(TRECHO DO DOCUMENTO):
┌────────

Se pudesse ser emprestada, ela caberia perfeitamente nas palavras de Dalton, pensei. Nas palavras, no plural, logo percebi. Imagino-a saindo da boca de todos os tarados daltonianos, da boca das putas desgracidas de primeira noite que ele criou, como também, na boca do próprio escritor.

Eu lembro das primeiras vezes que li Dalton. Aos 11 ou 12 anos, sentia que ficava ruborizada, vermelha, lendo e relendo. E pensava: “Meu deus do céu, ele pode escrever isso? ALGUÉM pode escrever isso?

Dalton podia. E então eu lia e relia meio escondido, entendendo as palavras e personagens, pensando que eles existiam em algum lugar.

Antes do Dalton partir, presenteei minha filha de 5 anos com um livro dele. “O Ciclista”, editado pela Reco-Reco e ilustrado por Odilon Moraes. “Dalton para crianças, quem diria?” pensei ao sair da livraria, com lágrimas nos olhos.

Era o momento certo para ela entrar no mundo do vampiro, na mesma provocação literária que me desafiou, mas dentro dos limites infantis. A sensação foi de alguma forma simbólica, como se passasse a tocha de uma leitura que transcende o tempo e que agora também seria o mundo dela.

Dalton Trevisan faleceu em 9 de dezembroem sua eterna musa, Curitiba. Às vésperas de completar 100 anos, trocou de editora. Em um movimento que, ouvi de um colega da área editorial, “soou tão misterioso quanto ele próprio”.

└────────

(MATERIAL):
┌────────

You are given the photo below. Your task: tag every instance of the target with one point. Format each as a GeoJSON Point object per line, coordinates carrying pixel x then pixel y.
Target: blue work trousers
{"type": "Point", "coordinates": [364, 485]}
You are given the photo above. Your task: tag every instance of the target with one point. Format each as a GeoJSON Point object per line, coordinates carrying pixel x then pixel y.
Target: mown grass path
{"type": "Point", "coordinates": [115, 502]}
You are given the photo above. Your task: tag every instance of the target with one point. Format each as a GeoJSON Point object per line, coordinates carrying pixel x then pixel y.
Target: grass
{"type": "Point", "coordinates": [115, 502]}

└────────

(O QUE FAZER):
[a] Responda com base no texto sobre Dalton Trevisan:
(i) Com que idade quem narra leu Dalton pelas primeiras vezes?
(ii) Que livro de Dalton foi dado de presente à filha de 5 anos, e quem o ilustrou?
(iii) O que Dalton fez às vésperas de completar 100 anos?
[b] Reescreva todos os registros trocando "one point" por "a single point", sem mudar mais nada.

(RESPOSTAS POR TAREFA):
[a]
(i) Aos 11 ou 12 anos.
(ii) "O Ciclista", ilustrado por Odilon Moraes.
(iii) Trocou de editora.

[b]
You are given the photo below. Your task: tag every instance of the target with a single point. Format each as a GeoJSON Point object per line, coordinates carrying pixel x then pixel y.
Target: blue work trousers
{"type": "Point", "coordinates": [364, 485]}
You are given the photo above. Your task: tag every instance of the target with a single point. Format each as a GeoJSON Point object per line, coordinates carrying pixel x then pixel y.
Target: mown grass path
{"type": "Point", "coordinates": [115, 502]}
You are given the photo above. Your task: tag every instance of the target with a single point. Format each as a GeoJSON Point object per line, coordinates carrying pixel x then pixel y.
Target: grass
{"type": "Point", "coordinates": [115, 502]}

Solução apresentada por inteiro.